**Exercices**:
(1) Transcrivez le passage de l’extrait sur la chronologie des médias qui va de « Netflix a relancé » jusqu’à « Un désastre ? » inclus.
(2) D’après l’extrait sur la chronologie des médias, combien de mois après la sortie en salles Canal + voudrait-il pouvoir diffuser les films ?
(3) Rédigez la suite de l’extrait sur la chronologie des médias, à partir de sa dernière phrase.

La chronologie des médias dans le monde du cinéma, c’est un peu comme la dispute sur les tâches ménagères d’un vieux couple, elle revient régulièrement sur la table et finalement rien ne change. En gros, certains voudraient redéfinir, si ce n’est remettre en cause, l’accord du 6 juillet 2009 selon lequel un film sort d’abord en salles, puis en DVD (au bout de quatre mois) et enfin à la télévision (au bout de 10 mois pour Canal + et de 12 mois pour les autres).

Netflix a relancé le débat à Cannes, refusant que deux de ses films, à la sélection officielle [The Meyerowitz Stories de Noah Baumbach et Okja de Bong Joon-Ho], sortent en salles. Aujourd’hui, Canal + voudrait pouvoir diffuser les œuvres six mois après leur sortie au cinéma, contre dix aujourd’hui. La chronologie des médias résistera-t-elle longtemps à la pression de certains acteurs ?

Un désastre ?

Netflix, Facebook et Amazon se mettent à investir et Canal + se sent en danger. Techniquement, la chronologie des médias s’applique aux films qui sortent en salles et c’est là que Netflix, par un tour de passe-passe, a réussi à outrepasser la règle. En empêchant qu’Okja sorte en salle, la plateforme a pu le proposer dans son catalogue. Sans cela, elle aurait dû passer par le circuit traditionnel et attendre 36 mois pour diffuser son film. Mais remettre en question l’accord, ce n’est pas si simple, car toutes les parties ont leur rôle à jouer : les distributeurs n’ont aucun intérêt à voir un film diffusé sur la chaîne cryptée au bout de 6 mois, tirant profit de la vente de DVD et VOD, les producteurs, de leur côté, ont besoin des financements de Canal + et la chaîne cryptée se sent menacée par le téléchargement illégal. Qu’est-ce qu’on a fait au bon Dieu aurait été téléchargée 4,2 millions de fois avant de passer sur la chaîne du groupe, souligne Maxime Saada, le directeur général du groupe Canal +, dans une interview au JDD ce week-end.

**Données extraites**:
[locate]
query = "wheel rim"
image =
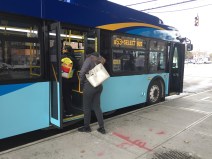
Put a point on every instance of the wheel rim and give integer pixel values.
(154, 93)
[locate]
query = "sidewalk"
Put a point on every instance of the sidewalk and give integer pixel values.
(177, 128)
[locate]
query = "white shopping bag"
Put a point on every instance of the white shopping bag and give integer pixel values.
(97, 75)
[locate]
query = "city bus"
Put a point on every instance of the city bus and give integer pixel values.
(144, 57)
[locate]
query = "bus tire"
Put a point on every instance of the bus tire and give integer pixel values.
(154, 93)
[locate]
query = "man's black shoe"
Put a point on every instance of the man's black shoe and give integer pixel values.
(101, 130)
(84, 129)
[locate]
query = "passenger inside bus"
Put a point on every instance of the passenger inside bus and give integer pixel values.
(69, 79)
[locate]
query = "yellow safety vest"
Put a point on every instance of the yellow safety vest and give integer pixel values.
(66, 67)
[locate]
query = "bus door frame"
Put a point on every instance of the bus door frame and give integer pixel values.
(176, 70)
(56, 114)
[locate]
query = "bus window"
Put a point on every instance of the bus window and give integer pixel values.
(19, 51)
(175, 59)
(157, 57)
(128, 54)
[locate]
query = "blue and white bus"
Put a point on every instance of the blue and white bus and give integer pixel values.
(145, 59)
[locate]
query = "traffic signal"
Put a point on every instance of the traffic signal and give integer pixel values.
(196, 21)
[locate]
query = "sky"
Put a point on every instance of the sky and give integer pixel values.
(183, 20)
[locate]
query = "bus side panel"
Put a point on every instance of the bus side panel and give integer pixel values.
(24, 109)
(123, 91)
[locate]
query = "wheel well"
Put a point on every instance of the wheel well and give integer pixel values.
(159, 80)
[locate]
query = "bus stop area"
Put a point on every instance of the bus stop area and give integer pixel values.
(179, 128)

**Réponses successives**:
(1)
Netflix a relancé le débat à Cannes, refusant que deux de ses films, à la sélection officielle [The Meyerowitz Stories de Noah Baumbach et Okja de Bong Joon-Ho], sortent en salles. Aujourd’hui, Canal + voudrait pouvoir diffuser les œuvres six mois après leur sortie au cinéma, contre dix aujourd’hui. La chronologie des médias résistera-t-elle longtemps à la pression de certains acteurs ?

Un désastre ?

(2) Six mois après leur sortie au cinéma.

(3)
Si Canal + passait à 6 mois, les DVD et la VOD n’auraient plus que deux mois pour exploiter le film avant qu’il soit diffusé à la télévision. « Ce serait un désastre pour l’ensemble de la profession », insiste Jean Labadie, dirigeant de la société Le Pacte. L’adapter en fonction des circonstances, oui, mais pas question d’en faire pâtir les distributeurs. Et selon lui, la baisse des abonnés de Canal + est totalement liée au piratage mais aussi à son prix de vente devenu obsolète et à ses décisions depuis deux ans.

« C’est le système le plus vertueux au monde »

Les règles vont bouger (mais pas être révolutionnées). « La chronologie des médias est fondamentale, on a besoin d’une priorité pour la salle de cinéma, même si elle peut être renégociée, imaginer une VOD géolocalisée quand un film ne passe pas dans certaines villes de France », poursuit-il. Ou quand un film est très rapidement déprogrammé en salles, pourquoi pas. « C’est le système le plus vertueux au monde, le cinéma français a la chance de renouveler ses talents, mais on peut certainement l’adapter ». Et si, pour certains, la chronologie des médias alimente le téléchargement illégal, les pirates se replieraient sur des solutions illégales après avoir cherché des solutions légales, il n’est pas de cet avis. « Le piratage vient du fait qu’on est le seul pays à ne pas sanctionner un vol [Hadopi envoie deux avertissements avant de transmettre le dossier au tribunal] ».

Le CNC a fait quelques propositions en février dernier pour faire bouger les choses (à la marge). Il propose, entre autres, une nouvelle fenêtre fixée à trois mois pour les sorties en salles ou l’abandon de la dérogation à trois mois pour les films ayant réalisé de faibles entrées salles. On est encore loin de voir la chronologie des médias disparaître… Et le piratage aussi ?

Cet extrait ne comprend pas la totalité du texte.